### The task
Format the rows below as a two-column CSV with the header instruction,points, giving one line per row. Put each row's text in the instruction column and its answer in the points column, each enclosed in double quotes, with line breaks replaced by spaces.

╔══

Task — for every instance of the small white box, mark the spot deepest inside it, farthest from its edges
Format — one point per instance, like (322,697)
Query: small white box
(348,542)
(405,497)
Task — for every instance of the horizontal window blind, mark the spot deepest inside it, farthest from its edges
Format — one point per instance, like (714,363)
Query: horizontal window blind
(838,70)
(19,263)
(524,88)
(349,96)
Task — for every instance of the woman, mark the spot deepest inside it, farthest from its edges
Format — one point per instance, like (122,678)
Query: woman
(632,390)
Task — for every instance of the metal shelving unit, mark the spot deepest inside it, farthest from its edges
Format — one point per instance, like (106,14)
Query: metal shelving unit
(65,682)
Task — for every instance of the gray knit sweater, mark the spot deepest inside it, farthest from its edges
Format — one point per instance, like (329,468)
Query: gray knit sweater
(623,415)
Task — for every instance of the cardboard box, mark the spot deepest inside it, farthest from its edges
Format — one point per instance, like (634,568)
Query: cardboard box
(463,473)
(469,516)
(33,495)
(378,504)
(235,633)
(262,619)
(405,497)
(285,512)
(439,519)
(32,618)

╚══

### Exercise solution
instruction,points
"Task — for every instance of the small white box, mark the spot deepest inside it, farthest from its edges Format — one point per instance, like (322,697) Query: small white box","(348,542) (405,497)"
"Task — for every instance of the horizontal window blind, mark the spot deepest inside it, farthest from its edges Format — one point per instance, like (714,363) Query: horizontal window blind","(838,70) (19,263) (524,88) (349,96)"
"Task — for every instance of the woman, mark the spot deepest inside it, farthest from its edges Format — one point per instance, like (122,678) Query: woman","(632,390)"
"Task — for every instance of the metal shelving unit, mark the spot deepest inside it, farthest from its edges Format — one point per instance, like (106,14) Query: metal shelving unit","(65,682)"
"Task — for every instance of the gray knit sweater, mark the spot deepest inside it, farthest from its edges Format — one point per instance, like (329,468) Query: gray knit sweater","(623,415)"
"Task — for every instance of the cardboard box, mark the spot deepest inside it, farthest from its edges Format — one point per instance, like (634,568) Query: cardboard box","(463,473) (469,516) (33,495) (378,504) (235,633) (262,619) (405,497) (285,512) (439,519) (32,618)"